=== GIVEN INFORMATION ===

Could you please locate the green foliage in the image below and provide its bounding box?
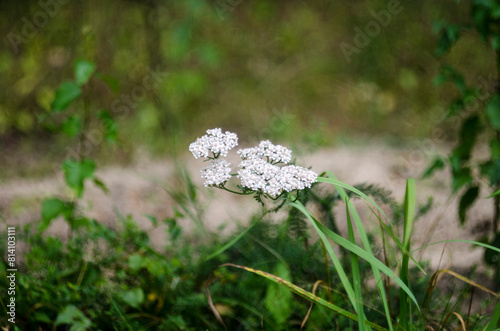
[63,160,95,197]
[50,82,82,112]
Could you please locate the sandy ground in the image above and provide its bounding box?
[0,143,493,274]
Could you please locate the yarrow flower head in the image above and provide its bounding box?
[189,129,318,198]
[201,159,231,186]
[238,159,318,198]
[189,128,238,159]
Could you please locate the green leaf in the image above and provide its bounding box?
[93,177,109,194]
[128,254,146,271]
[121,287,144,308]
[75,60,95,86]
[219,263,387,331]
[33,311,53,324]
[486,94,500,130]
[62,115,83,137]
[144,214,158,227]
[422,157,444,178]
[288,200,420,311]
[458,186,479,226]
[63,160,95,197]
[345,204,367,331]
[55,305,92,331]
[399,182,416,330]
[487,190,500,198]
[328,173,394,331]
[484,234,500,265]
[40,198,75,231]
[453,116,481,160]
[50,82,82,112]
[264,263,292,328]
[96,73,120,93]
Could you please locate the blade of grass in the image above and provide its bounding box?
[288,201,420,311]
[318,176,425,274]
[484,303,500,331]
[344,198,371,331]
[300,280,328,330]
[219,263,387,331]
[288,201,360,320]
[329,173,393,330]
[399,178,415,330]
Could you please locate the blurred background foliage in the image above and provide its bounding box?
[0,0,495,180]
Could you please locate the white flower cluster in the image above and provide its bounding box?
[189,129,238,159]
[201,159,231,186]
[189,129,318,198]
[238,141,318,198]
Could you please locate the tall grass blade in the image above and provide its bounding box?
[329,173,393,330]
[288,201,420,311]
[318,172,425,273]
[484,302,500,331]
[288,201,360,320]
[345,199,371,331]
[300,280,331,330]
[399,178,415,330]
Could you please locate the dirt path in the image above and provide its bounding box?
[0,143,492,268]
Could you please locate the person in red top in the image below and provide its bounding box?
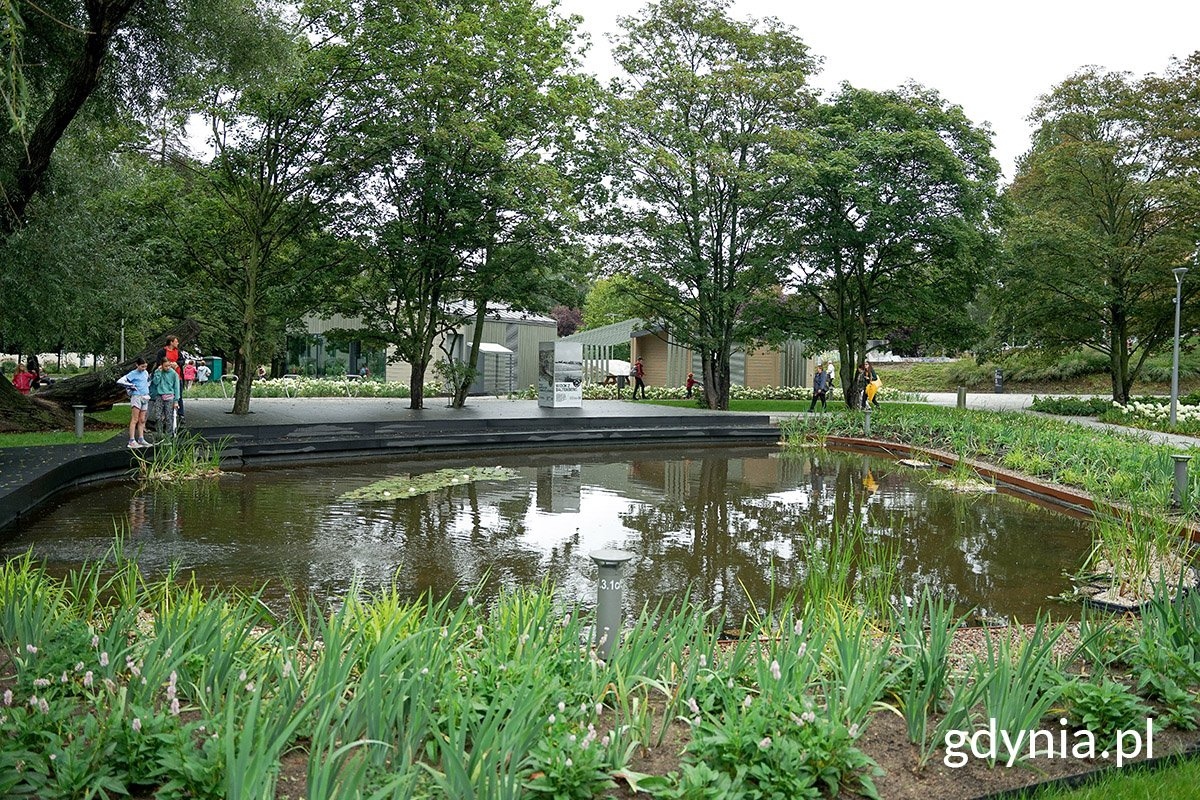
[12,363,34,395]
[155,336,184,427]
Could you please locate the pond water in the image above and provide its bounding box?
[0,449,1090,620]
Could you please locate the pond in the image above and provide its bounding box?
[0,449,1091,620]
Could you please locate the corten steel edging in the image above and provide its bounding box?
[824,437,1200,542]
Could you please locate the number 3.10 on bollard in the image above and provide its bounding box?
[589,549,634,661]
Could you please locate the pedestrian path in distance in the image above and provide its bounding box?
[770,392,1200,449]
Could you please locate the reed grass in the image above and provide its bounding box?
[133,432,229,482]
[0,546,1200,798]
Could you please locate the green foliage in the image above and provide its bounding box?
[896,588,965,745]
[1030,396,1112,416]
[684,691,878,799]
[780,404,1200,507]
[995,55,1200,402]
[780,85,1000,389]
[133,432,229,482]
[318,0,594,408]
[1062,676,1153,750]
[338,467,517,501]
[592,0,816,408]
[982,619,1067,763]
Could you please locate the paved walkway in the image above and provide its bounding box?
[7,392,1200,527]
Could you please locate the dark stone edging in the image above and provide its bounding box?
[0,415,779,531]
[826,437,1200,542]
[0,448,134,531]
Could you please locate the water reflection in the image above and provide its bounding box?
[0,449,1088,619]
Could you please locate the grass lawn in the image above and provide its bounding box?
[646,399,809,414]
[0,405,130,447]
[1027,758,1200,800]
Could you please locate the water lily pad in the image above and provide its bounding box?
[340,467,517,500]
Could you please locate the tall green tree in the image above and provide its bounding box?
[325,0,590,408]
[997,54,1200,403]
[0,0,285,428]
[781,85,1000,402]
[596,0,815,408]
[174,36,356,414]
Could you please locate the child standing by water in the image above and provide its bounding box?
[150,357,181,437]
[12,363,34,395]
[116,359,150,447]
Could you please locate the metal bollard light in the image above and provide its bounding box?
[71,405,88,439]
[1171,455,1192,509]
[589,549,634,661]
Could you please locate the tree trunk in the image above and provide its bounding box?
[408,359,430,410]
[451,300,487,408]
[233,331,254,414]
[0,375,74,433]
[1109,308,1133,405]
[703,350,730,411]
[0,319,200,431]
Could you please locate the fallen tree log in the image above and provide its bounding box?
[35,319,200,419]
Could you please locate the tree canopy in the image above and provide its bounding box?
[781,85,1000,398]
[996,54,1200,403]
[598,0,815,408]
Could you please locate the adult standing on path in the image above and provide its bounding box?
[634,356,646,399]
[863,361,883,408]
[809,363,829,413]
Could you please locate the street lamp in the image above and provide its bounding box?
[1171,262,1200,428]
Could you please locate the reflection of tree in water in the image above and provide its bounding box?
[623,453,1086,620]
[11,450,1088,621]
[300,472,542,597]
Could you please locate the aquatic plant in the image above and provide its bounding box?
[132,431,230,482]
[338,467,517,500]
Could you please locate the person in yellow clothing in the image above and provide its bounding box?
[863,361,883,408]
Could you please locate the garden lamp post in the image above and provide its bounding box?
[1171,266,1200,428]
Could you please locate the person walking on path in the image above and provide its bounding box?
[809,363,829,414]
[634,356,646,399]
[12,363,34,395]
[116,359,150,447]
[155,336,184,425]
[150,359,182,437]
[863,361,883,408]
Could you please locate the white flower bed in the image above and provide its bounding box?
[1112,401,1200,425]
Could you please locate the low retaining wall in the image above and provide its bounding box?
[826,437,1200,542]
[0,415,779,530]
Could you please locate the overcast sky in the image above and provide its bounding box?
[560,0,1200,179]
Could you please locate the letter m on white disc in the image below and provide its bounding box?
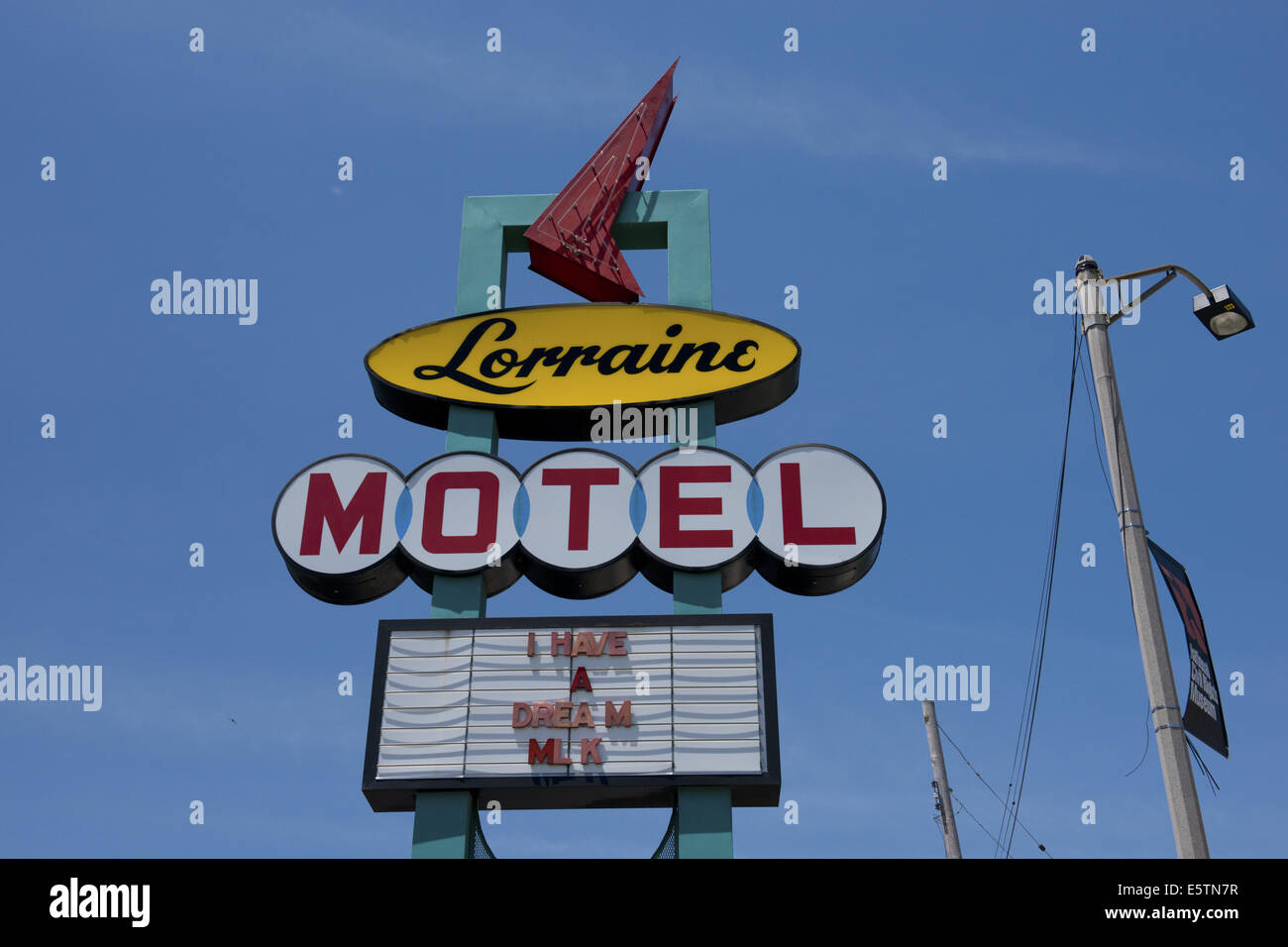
[273,454,406,604]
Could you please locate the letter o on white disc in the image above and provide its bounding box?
[756,445,886,595]
[273,454,406,604]
[399,451,519,595]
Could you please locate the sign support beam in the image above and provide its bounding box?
[412,189,733,858]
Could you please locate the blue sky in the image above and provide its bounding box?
[0,3,1288,857]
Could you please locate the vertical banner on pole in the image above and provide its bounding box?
[1146,540,1231,759]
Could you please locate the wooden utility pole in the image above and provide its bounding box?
[921,701,962,858]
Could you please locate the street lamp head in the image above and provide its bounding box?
[1194,286,1256,340]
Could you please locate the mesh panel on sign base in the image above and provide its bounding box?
[653,809,680,858]
[465,809,496,858]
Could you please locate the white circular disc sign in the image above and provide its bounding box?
[516,450,635,598]
[402,451,519,594]
[755,445,885,595]
[639,447,756,590]
[273,454,404,604]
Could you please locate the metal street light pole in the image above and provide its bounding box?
[1077,257,1208,858]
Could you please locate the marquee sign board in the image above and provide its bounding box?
[366,303,802,441]
[273,445,885,604]
[362,614,781,811]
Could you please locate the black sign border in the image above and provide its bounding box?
[362,613,782,811]
[362,303,802,441]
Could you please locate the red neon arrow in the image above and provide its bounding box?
[523,59,680,303]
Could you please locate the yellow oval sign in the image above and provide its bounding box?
[366,303,800,441]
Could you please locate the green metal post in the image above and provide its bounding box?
[412,191,733,858]
[411,791,474,858]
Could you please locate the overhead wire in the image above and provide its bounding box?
[995,307,1082,858]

===

**OBJECTIVE:** Render all of the material above as a numbered list, skipping blank lines and leaving out the pictures.

**FINAL ANSWER:**
1. Could you please locate the green foliage in the image below and provide its bounding box?
2. [63,160,95,197]
3. [50,82,82,112]
4. Could you please locate the sandy ground in the image above and provide its bounding box?
5. [0,143,493,274]
6. Could you please locate the yarrow flower head in the image above and provide its bounding box?
7. [189,129,318,198]
8. [201,159,231,186]
9. [238,159,318,198]
10. [189,128,238,159]
11. Could you please locate the green leaf in the image above and provide its bounding box?
12. [93,177,109,194]
13. [128,254,146,271]
14. [121,287,144,308]
15. [75,60,95,86]
16. [219,263,387,331]
17. [33,311,53,324]
18. [486,94,500,130]
19. [62,115,83,137]
20. [144,214,158,227]
21. [422,157,444,178]
22. [288,200,420,311]
23. [458,186,479,226]
24. [63,160,95,197]
25. [345,204,367,331]
26. [55,305,92,331]
27. [399,182,416,330]
28. [487,190,500,198]
29. [328,173,394,331]
30. [484,234,500,265]
31. [40,198,75,231]
32. [453,116,481,160]
33. [50,82,82,112]
34. [264,263,292,328]
35. [96,73,120,93]
36. Could you please locate the blade of grass in the image above and provide its bounding box?
37. [288,201,420,311]
38. [318,176,425,274]
39. [484,303,500,331]
40. [344,198,371,331]
41. [300,280,328,330]
42. [219,263,387,331]
43. [288,201,360,320]
44. [329,173,393,330]
45. [399,178,415,330]
46. Could you please locate the blurred background foliage in the image above and provide its bounding box?
47. [0,0,495,180]
48. Could you please locate the white flower cluster in the image above and provide its bounding box?
49. [189,129,238,159]
50. [201,159,231,186]
51. [189,129,318,198]
52. [238,141,318,198]
53. Could you please locate the tall grass blade in the image above and provide its bounding box?
54. [329,173,393,330]
55. [288,201,420,311]
56. [318,172,425,273]
57. [484,302,500,331]
58. [288,201,360,320]
59. [345,199,371,331]
60. [300,280,331,330]
61. [399,178,415,330]
62. Could you please locate the dirt path in the image above and provide its bounding box?
63. [0,143,492,268]
64. Could you please locate the person in red top in the image below and provide its bounding box?
65. [12,363,34,395]
66. [155,336,184,427]
67. Could you please locate the pond water in the image above and provide its bounding box?
68. [0,449,1090,620]
69. Could you please locate the pond in the image above and provide its bounding box?
70. [0,449,1091,620]
71. Could you please locate the corten steel edging in the image above and provide its bounding box?
72. [824,437,1200,542]
73. Could you please locate the number 3.10 on bollard in the image above and provide its bounding box?
74. [589,549,634,661]
75. Could you please locate the pedestrian path in distance in the image above and provide its bounding box?
76. [770,392,1200,449]
77. Could you please locate the reed grass in the image above and provide its bounding box?
78. [133,432,229,482]
79. [0,546,1200,798]
80. Could you please locate the green foliage in the image above and provide its bounding box?
81. [896,588,965,745]
82. [1030,396,1112,416]
83. [684,691,878,799]
84. [780,404,1200,507]
85. [995,55,1200,402]
86. [780,85,1000,389]
87. [133,432,229,482]
88. [318,0,594,408]
89. [1062,676,1153,750]
90. [338,467,517,501]
91. [592,0,816,408]
92. [982,619,1067,763]
93. Could you please locate the paved walkway in the image above and provide its bounding box?
94. [7,392,1200,527]
95. Could you please locate the dark stone edging in the image above and provide its bounding box?
96. [0,415,779,531]
97. [826,437,1200,542]
98. [0,448,134,531]
99. Could you please locate the water reflection in the image above and provide its bounding box?
100. [0,449,1088,619]
101. Could you please locate the grass lawn in the image above and provide its bounding box?
102. [646,399,809,414]
103. [0,405,130,447]
104. [1027,758,1200,800]
105. Could you please locate the water lily pad in the image above and provide its bounding box?
106. [340,467,517,500]
107. Could you please locate the tall green tree in the image above and provide its bounding box?
108. [325,0,590,408]
109. [997,54,1200,403]
110. [0,0,285,428]
111. [781,85,1000,402]
112. [596,0,815,408]
113. [174,36,356,414]
114. Could you please locate the child standing by water in the image above and provide its bounding box?
115. [150,357,181,437]
116. [12,363,34,395]
117. [116,359,150,447]
118. Could you please locate the metal bollard light in the image above and provide its bounding box?
119. [71,405,88,439]
120. [1171,455,1192,509]
121. [589,549,634,661]
122. Could you please locate the tree trunk in the image above and provide its bounding box?
123. [408,359,430,410]
124. [451,300,487,408]
125. [233,331,254,414]
126. [0,375,74,433]
127. [1109,308,1133,405]
128. [703,350,730,411]
129. [0,319,200,431]
130. Could you please locate the fallen tree log in the image above and provide its bounding box?
131. [35,319,200,419]
132. Could you please locate the tree canopy in the image above and provide its bounding box?
133. [781,85,1000,398]
134. [996,54,1200,403]
135. [598,0,815,408]
136. Could you please locate the adult standing on path in the image above and provide its bounding box?
137. [634,356,646,399]
138. [863,361,883,408]
139. [809,363,829,413]
140. Could you please locate the street lamp in the image above and provide its bounding box?
141. [1171,262,1200,428]
142. Could you please locate the reflection of tree in water in the image above and provide its bounding box?
143. [623,453,1086,620]
144. [11,450,1088,621]
145. [300,472,542,597]
146. Could you please locate the aquatic plant in the image above and provide its bounding box?
147. [132,431,230,482]
148. [338,467,517,500]
149. Could you please locate the person in yellow clothing in the image above and provide its bounding box?
150. [863,361,883,408]
151. Could you please locate the garden lamp post in the image above and provide its bounding box?
152. [1171,266,1200,428]
153. Could you please locate the person walking on path in the image above and provide its bounding box?
154. [809,363,829,414]
155. [634,356,646,399]
156. [12,363,34,395]
157. [116,359,150,447]
158. [155,336,184,425]
159. [150,359,182,437]
160. [863,361,883,408]
161. Could you please locate the white flower bed in the image above and provide its bounding box?
162. [1112,401,1200,425]
163. Could you please locate the low retaining wall in the image above and provide its bounding box?
164. [826,437,1200,542]
165. [0,415,779,530]
166. Could you please locate the overcast sky in the image above and provide its bounding box?
167. [560,0,1200,179]
168. Could you please locate the letter m on white disc in the image below and provide its bounding box?
169. [273,454,406,604]
170. Could you please locate the letter o on white disc in the image above and provide its bounding box?
171. [756,445,886,595]
172. [273,454,406,604]
173. [399,451,519,595]
174. Could you please locate the sign support beam in the image above and provide its bounding box?
175. [412,189,733,858]
176. Could you please locate the blue sky in the image above and provide its bounding box?
177. [0,3,1288,857]
178. Could you please locate the vertical banner on pole in the image above and provide its bounding box?
179. [1146,540,1231,759]
180. Could you please locate the wooden utility pole in the image above and provide its bounding box?
181. [921,701,962,858]
182. Could you please locate the street lamp head in the image above and provide its bounding box?
183. [1194,286,1256,340]
184. Could you please locate the mesh panel on sign base in the image above and provide its bounding box?
185. [653,809,680,858]
186. [465,809,496,858]
187. Could you please locate the white circular disc sign in the image above and provide its bounding box?
188. [516,450,635,598]
189. [402,451,519,594]
190. [755,445,885,595]
191. [639,447,756,590]
192. [273,454,404,604]
193. Could you please locate the metal street light pole in the image above and provide its bounding box?
194. [1077,257,1208,858]
195. Could you please locate the marquee sign board in the image above and provide its bounding box?
196. [366,303,802,441]
197. [273,445,885,604]
198. [362,614,781,811]
199. Could you please locate the black sign border in the image above and provide its bounding box?
200. [362,613,782,811]
201. [362,303,802,441]
202. Could you please locate the red neon arrow in the image above and provide its bounding box?
203. [523,59,680,303]
204. Could you please locate the yellow oval sign in the image above and provide its bounding box?
205. [366,303,800,441]
206. Could you please locate the green metal post in the image above and provide its bounding box?
207. [412,191,733,858]
208. [411,791,474,858]
209. Could you please locate the overhead wire in the image above and provide its bounding box?
210. [995,307,1082,858]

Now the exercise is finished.